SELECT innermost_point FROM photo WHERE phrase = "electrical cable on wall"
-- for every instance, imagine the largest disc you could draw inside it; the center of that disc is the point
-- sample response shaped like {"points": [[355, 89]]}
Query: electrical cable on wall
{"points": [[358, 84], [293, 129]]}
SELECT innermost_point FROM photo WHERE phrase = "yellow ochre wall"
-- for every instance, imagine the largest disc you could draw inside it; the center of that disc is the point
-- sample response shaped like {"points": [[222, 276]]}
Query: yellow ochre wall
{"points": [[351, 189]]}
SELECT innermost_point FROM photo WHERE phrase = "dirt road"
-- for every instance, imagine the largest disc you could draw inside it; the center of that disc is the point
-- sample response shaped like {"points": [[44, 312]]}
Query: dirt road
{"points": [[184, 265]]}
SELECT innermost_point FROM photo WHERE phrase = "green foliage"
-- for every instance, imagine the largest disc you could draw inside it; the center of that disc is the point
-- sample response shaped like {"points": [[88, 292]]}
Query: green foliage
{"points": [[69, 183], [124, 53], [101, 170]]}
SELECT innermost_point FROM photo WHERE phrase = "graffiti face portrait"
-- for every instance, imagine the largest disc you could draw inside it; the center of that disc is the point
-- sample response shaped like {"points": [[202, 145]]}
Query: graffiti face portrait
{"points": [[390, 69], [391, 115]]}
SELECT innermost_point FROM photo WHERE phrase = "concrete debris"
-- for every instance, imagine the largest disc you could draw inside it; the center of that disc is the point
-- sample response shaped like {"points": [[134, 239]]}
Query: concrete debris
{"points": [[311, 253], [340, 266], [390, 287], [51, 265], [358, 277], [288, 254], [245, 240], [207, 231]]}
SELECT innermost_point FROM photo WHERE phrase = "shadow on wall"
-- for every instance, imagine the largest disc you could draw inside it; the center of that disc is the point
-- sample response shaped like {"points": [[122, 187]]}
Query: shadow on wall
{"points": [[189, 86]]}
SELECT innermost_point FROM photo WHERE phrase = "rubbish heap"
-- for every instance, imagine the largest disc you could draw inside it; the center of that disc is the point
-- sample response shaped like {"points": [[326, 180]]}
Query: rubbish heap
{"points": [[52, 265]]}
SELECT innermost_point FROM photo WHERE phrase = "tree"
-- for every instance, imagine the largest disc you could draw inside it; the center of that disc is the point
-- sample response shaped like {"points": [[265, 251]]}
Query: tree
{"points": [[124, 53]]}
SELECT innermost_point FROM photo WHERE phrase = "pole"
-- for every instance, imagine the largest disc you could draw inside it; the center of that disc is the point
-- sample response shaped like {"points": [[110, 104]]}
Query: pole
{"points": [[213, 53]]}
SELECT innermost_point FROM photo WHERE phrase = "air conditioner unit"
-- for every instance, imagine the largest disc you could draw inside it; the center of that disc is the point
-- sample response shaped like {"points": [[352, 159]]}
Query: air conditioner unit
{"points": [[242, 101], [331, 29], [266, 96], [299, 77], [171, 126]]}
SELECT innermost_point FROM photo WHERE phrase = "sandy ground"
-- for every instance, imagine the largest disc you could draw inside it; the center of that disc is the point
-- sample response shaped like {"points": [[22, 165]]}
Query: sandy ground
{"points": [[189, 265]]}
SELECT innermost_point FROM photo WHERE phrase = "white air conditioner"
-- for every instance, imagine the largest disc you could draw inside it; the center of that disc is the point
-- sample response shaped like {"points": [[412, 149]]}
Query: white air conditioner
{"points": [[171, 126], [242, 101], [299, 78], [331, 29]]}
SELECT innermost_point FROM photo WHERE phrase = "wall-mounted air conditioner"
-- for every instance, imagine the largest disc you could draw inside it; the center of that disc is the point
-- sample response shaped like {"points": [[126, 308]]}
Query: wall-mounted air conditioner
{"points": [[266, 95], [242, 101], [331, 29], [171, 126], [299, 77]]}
_ _ _
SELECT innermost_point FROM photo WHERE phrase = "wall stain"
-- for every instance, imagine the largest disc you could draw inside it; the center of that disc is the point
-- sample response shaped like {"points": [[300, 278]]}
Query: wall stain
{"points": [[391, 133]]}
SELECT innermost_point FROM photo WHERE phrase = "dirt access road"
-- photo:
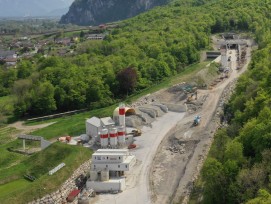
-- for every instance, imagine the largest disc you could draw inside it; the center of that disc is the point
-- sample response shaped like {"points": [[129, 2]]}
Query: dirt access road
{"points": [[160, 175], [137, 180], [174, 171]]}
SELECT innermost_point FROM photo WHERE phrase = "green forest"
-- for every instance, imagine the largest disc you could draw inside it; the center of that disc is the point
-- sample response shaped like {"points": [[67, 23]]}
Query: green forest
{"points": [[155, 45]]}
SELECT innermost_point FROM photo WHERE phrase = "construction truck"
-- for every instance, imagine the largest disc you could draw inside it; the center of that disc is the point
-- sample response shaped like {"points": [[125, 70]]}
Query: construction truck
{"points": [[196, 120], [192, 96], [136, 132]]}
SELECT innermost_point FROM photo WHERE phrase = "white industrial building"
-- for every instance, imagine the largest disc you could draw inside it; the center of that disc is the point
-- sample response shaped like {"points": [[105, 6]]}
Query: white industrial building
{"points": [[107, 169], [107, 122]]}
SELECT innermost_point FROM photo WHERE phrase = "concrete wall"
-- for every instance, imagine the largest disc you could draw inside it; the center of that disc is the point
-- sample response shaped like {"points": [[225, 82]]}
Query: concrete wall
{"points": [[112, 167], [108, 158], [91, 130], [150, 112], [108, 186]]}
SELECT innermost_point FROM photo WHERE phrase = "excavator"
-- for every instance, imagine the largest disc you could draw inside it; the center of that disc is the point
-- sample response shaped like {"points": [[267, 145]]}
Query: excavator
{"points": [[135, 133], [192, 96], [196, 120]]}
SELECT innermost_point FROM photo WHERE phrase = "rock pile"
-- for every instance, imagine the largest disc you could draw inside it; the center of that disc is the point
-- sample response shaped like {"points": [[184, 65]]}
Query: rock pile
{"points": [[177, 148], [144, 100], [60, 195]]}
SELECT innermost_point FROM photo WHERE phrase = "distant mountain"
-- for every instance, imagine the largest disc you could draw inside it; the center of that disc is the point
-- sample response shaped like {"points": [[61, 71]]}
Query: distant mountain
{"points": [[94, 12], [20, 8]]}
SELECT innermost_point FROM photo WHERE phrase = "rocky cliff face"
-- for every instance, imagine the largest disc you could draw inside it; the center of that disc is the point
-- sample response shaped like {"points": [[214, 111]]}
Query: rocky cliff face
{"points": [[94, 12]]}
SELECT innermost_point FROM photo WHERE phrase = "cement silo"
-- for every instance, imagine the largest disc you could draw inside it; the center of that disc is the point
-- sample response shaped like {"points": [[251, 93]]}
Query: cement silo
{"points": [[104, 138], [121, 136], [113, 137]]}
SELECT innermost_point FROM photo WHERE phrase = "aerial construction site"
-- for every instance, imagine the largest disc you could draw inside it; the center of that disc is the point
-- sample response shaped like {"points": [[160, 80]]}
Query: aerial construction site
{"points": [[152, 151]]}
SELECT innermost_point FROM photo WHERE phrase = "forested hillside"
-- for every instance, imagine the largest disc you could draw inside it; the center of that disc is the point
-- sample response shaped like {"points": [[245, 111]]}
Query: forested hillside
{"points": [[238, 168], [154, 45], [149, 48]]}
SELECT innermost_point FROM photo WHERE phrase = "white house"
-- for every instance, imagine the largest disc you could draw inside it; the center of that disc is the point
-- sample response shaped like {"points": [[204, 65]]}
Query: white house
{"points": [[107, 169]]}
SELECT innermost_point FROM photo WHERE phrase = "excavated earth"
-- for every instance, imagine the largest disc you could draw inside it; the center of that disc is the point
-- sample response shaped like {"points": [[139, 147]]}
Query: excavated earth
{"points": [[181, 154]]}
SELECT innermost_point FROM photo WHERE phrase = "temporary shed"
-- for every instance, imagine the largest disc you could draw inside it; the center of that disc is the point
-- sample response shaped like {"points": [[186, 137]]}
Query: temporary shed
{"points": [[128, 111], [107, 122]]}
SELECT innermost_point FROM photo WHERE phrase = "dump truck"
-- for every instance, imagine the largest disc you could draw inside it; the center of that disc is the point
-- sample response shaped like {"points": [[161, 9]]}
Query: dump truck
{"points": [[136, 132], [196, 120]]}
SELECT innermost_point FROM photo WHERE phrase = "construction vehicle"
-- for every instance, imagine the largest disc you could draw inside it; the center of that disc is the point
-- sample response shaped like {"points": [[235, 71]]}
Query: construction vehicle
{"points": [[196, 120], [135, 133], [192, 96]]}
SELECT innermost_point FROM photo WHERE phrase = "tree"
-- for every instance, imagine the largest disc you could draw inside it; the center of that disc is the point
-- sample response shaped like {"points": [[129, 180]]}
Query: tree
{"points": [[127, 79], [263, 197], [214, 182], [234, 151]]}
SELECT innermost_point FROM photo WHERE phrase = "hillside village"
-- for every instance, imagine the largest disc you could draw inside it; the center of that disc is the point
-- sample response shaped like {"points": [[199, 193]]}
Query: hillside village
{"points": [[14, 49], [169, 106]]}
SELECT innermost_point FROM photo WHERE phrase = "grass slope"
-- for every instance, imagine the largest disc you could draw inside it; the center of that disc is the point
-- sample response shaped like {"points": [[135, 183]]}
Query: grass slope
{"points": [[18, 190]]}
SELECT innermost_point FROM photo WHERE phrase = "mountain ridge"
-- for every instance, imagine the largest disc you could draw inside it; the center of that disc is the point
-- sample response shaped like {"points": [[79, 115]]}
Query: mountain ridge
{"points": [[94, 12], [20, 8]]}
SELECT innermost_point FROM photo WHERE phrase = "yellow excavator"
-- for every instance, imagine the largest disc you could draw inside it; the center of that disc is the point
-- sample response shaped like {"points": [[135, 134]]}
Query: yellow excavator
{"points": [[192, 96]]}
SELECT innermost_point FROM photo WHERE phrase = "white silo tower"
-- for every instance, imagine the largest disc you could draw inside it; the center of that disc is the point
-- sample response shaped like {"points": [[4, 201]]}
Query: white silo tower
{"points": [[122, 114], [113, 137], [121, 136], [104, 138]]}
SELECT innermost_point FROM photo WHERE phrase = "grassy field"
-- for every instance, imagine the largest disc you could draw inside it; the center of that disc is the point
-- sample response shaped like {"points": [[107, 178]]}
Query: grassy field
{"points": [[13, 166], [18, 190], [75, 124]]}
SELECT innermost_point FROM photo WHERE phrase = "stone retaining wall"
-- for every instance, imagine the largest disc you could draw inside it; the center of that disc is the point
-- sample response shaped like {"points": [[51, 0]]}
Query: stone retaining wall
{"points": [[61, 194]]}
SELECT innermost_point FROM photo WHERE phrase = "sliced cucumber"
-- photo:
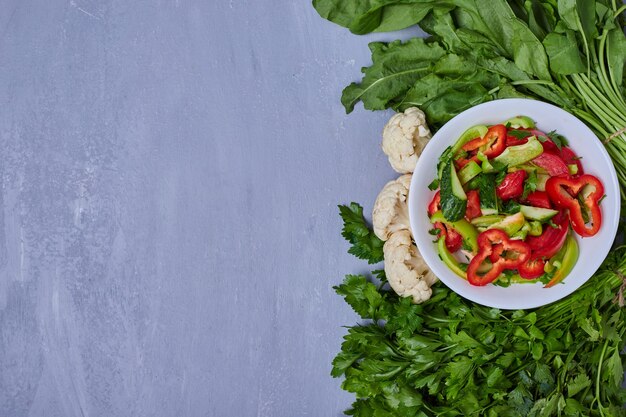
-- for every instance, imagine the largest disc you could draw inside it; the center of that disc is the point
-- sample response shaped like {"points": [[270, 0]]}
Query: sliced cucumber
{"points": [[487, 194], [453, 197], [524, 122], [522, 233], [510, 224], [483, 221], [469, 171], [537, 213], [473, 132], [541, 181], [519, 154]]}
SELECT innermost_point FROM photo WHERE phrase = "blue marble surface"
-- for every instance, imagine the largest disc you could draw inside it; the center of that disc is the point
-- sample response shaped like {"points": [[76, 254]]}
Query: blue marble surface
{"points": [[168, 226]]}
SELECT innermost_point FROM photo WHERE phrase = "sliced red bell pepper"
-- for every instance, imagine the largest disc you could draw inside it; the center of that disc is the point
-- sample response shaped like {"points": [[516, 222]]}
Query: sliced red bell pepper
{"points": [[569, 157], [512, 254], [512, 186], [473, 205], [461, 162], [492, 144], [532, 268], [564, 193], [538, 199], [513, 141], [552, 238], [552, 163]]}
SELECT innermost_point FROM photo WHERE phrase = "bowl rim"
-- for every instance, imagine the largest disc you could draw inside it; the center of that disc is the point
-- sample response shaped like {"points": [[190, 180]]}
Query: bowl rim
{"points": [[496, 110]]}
_ _ _
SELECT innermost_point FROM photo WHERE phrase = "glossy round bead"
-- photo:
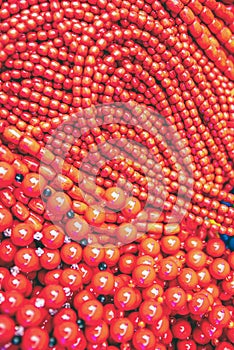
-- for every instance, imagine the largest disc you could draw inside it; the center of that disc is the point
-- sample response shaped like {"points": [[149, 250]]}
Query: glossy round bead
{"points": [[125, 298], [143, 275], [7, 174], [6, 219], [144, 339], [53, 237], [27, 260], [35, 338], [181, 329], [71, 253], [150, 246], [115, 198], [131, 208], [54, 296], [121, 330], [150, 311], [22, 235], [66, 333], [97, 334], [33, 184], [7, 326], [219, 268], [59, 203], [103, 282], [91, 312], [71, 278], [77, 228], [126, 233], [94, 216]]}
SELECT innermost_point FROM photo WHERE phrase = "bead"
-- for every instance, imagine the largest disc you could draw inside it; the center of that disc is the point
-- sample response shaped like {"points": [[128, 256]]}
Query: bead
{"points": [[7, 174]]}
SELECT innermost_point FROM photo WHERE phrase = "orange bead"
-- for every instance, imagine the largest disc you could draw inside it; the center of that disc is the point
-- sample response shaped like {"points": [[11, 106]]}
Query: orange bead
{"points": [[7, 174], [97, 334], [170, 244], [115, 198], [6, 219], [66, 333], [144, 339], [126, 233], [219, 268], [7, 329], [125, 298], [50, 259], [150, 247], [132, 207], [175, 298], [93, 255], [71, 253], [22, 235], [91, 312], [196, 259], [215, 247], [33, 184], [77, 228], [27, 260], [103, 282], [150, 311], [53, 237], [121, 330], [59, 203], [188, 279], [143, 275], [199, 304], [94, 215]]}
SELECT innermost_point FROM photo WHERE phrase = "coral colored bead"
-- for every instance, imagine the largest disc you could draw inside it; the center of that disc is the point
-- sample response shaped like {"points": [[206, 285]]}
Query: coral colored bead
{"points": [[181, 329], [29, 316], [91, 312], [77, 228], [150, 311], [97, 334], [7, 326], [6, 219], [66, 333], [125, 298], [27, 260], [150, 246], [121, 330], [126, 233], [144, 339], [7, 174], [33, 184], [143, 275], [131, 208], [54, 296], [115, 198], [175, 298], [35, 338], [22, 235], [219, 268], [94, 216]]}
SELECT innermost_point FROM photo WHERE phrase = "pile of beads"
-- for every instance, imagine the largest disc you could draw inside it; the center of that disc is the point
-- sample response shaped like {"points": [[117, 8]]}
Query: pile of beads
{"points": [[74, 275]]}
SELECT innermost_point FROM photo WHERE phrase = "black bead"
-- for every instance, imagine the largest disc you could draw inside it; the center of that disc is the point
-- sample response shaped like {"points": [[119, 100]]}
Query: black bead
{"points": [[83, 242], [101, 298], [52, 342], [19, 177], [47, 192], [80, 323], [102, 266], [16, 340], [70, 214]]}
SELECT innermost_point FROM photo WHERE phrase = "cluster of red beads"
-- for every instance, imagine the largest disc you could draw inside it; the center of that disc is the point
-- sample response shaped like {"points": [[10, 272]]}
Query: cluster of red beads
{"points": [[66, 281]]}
_ _ _
**Description of the task:**
Collect every line of the records that holds the word "ridge" and copy each one.

**Exercise solution:**
SELECT innermost_point FROM photo WHERE phrase = "mountain ridge"
Query: mountain ridge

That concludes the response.